• [Supplied passage]:
-------------------------
Mapping Allocation and Deallocation

The primary responsibility of the pmap module is validating (allocating) and invalidating (deallocating) mappings of physical pages to virtual addresses. The physical pages represent cached portions of an object that is providing data from a file or an anonymous memory region. A physical page is bound to a virtual address because that object is being mapped into a process’s address space either explicitly by mmap or implicitly by fork or exec. Physical-to-virtual address mappings are not created at the time that the object is mapped; rather, their creation is delayed until the first reference to a particular page is made. At that point, an access fault will occur, and pmap_enter() will be called. Pmap_enter() is responsible for any required side effects associated with creation of a new mapping. Such side effects are largely the result of entering a second translation for an already mapped physical page—for example, as the result of a copy-on-write operation. Typically, this operation requires flushing uniprocessor or multiprocessor TLB or cache entries to maintain consistency.

In addition to its use to create new mappings, pmap_enter() may also be called to modify the wiring or protection attributes of an existing mapping or to rebind an existing mapping for a virtual address to a new physical address. The kernel can handle changing attributes by calling the appropriate interface routine, described in the next subsection. Changing the target physical address of a mapping is simply a matter of first removing the old mapping and then handling it like any other new mapping request.
-------------------------
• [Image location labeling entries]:
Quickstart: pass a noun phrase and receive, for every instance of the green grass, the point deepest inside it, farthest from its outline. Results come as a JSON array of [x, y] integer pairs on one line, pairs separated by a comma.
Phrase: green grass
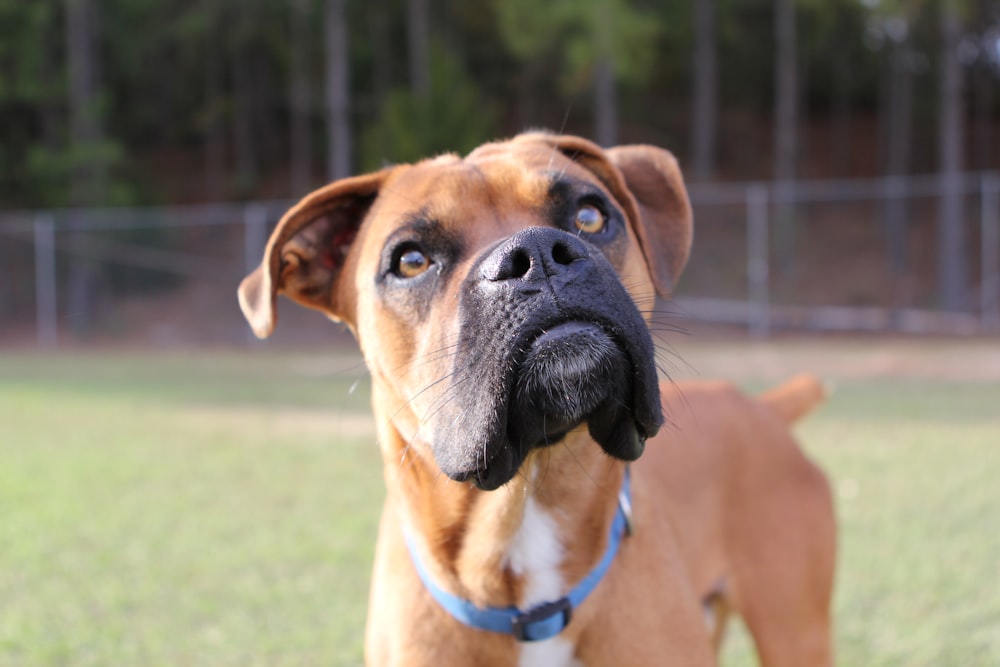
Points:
[[162, 511], [220, 509]]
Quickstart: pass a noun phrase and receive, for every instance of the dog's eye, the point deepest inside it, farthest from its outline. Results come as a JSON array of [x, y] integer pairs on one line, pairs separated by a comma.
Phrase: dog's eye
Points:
[[589, 219], [411, 263]]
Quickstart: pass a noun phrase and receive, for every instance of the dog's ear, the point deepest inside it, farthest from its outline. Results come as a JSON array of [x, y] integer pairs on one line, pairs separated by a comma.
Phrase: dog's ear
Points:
[[307, 251], [648, 184], [666, 229]]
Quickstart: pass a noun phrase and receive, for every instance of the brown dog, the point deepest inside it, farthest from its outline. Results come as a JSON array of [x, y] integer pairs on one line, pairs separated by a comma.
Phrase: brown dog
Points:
[[501, 303]]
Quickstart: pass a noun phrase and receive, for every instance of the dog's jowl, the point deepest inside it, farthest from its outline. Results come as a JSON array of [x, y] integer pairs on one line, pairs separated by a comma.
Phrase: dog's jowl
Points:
[[538, 510]]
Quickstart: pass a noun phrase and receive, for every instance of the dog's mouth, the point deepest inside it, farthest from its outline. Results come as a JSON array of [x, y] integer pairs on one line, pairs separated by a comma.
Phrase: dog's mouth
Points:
[[571, 373]]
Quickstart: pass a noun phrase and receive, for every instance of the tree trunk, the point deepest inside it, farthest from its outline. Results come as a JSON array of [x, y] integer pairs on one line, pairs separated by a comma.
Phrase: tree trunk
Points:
[[785, 130], [786, 92], [419, 35], [984, 117], [214, 136], [300, 99], [337, 90], [241, 62], [898, 128], [605, 103], [952, 267], [840, 135], [705, 90], [85, 135]]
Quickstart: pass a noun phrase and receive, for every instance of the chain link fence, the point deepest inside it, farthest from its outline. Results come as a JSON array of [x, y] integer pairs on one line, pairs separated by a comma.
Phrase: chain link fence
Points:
[[846, 255]]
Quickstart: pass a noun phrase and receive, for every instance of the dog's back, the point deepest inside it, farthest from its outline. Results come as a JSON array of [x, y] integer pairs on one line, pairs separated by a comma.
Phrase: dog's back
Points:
[[753, 515]]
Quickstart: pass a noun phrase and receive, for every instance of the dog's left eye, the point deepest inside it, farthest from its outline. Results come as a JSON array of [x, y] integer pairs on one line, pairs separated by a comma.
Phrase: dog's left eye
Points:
[[589, 219], [411, 263]]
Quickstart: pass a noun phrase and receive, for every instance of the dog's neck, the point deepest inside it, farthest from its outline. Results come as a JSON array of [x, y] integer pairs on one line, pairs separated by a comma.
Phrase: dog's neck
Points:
[[519, 545]]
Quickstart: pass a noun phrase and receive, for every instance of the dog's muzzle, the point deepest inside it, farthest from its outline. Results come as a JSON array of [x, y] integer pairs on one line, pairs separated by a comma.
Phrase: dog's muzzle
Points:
[[549, 340]]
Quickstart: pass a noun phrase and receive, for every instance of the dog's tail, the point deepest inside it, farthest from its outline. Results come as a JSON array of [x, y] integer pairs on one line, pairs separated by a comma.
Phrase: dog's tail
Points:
[[795, 398]]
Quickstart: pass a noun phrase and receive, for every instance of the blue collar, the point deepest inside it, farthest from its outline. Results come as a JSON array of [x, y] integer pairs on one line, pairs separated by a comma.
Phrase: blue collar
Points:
[[545, 620]]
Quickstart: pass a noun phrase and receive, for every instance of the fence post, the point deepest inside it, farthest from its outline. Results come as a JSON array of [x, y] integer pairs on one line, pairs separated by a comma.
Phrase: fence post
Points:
[[46, 315], [758, 260], [989, 289], [254, 238]]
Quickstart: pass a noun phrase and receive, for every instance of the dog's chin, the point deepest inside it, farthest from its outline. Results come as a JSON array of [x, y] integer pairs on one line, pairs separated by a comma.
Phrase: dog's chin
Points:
[[573, 373]]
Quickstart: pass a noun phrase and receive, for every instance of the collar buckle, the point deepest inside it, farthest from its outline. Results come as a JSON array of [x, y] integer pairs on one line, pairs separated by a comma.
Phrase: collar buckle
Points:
[[542, 622]]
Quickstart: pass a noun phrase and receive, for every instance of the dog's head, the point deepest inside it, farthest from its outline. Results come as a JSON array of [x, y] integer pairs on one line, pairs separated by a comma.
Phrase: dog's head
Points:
[[497, 298]]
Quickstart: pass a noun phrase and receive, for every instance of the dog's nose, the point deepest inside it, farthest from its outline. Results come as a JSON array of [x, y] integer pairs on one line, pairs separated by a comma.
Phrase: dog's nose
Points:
[[533, 255]]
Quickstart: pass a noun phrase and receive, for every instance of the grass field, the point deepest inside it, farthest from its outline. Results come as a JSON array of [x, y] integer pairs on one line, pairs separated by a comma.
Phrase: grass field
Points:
[[219, 508]]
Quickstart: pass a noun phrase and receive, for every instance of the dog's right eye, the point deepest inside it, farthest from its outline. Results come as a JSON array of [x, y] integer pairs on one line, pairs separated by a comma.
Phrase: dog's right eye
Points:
[[411, 262]]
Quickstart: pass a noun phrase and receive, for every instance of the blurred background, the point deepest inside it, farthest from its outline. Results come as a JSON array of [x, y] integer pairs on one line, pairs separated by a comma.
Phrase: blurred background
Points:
[[841, 154]]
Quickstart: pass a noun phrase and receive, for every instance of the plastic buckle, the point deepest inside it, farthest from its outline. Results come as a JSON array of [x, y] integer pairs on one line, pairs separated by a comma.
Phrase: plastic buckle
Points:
[[522, 624]]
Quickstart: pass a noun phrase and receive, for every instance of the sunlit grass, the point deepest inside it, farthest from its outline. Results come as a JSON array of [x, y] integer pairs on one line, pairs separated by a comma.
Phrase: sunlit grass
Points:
[[220, 509]]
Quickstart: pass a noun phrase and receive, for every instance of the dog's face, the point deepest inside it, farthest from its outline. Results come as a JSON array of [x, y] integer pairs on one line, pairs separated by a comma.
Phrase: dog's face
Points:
[[497, 297]]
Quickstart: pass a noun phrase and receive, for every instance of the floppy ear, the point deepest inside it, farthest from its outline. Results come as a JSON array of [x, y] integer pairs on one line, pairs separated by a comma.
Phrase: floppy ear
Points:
[[304, 257], [647, 182], [666, 230]]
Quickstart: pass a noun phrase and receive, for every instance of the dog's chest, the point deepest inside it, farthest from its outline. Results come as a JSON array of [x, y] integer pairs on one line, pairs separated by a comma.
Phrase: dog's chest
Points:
[[536, 553]]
-------------------------
• [Objective A]: Locate every line in the listing above that contains the word "head", and copy each such line in full.
• [Objective B]: Write the text that follows the final sentence of the passage above on pmap mapping allocation and deallocation.

• [Task output A]:
Quickstart: pass a noun phrase and receive, for every instance of the dog's head, the point deepest inside it, farthest from its outline. Results come as a JSON array of [x, y] integer pairs on one line, pairs separated by a comma.
Phrase: dog's head

• [Task output B]:
Pmap_enter() is the only routine that cannot lose state or delay its action. When called, it must create a mapping as requested, and it must validate that mapping before returning to the caller. On the HP300, pmap_enter() takes the following actions:

1.  If no page-table exists for the process, a 4-Mbyte range is allocated in the kernel’s address space to map the process’s address space.

2.  If the process has no segment table of its own (i.e., it still references the initial shared segment table), a private one is allocated.

3.  If a physical page has not yet been allocated to the process page-table at the location required for the new mapping, that is done now. Kernel page-table pages are acquired from the reserved pool allocated at bootstrap time. For user processes, the kernel does the allocation by simulating a fault on the appropriate location in the 4-Mbyte page-table range. This fault forces allocation of a zero-filled page and makes a recursive call to pmap_enter() to enter the mapping of that page in the kernel’s pmap. For either kernel or user page-table pages, the kernel mapping for the new page is flagged as being a page-table page, and the physical address of the page is recorded in the segment table. Recording this address is more complicated on the 68040 that has the top two levels of the page-table hierarchy squeezed into the single segment-table page.

After ensuring that all page-table resources exist for the mapping being entered, pmap_enter() validates or modifies the requested mapping as follows:

1.  Check to see whether a mapping structure already exists for this virtual-to-physical address translation. If one does, the call must be one to change the protection or wiring attributes of the mapping; it is handled as described in the next subsection.

2.  Otherwise, if a mapping exists for this virtual address but it references a different physical address, that mapping is removed.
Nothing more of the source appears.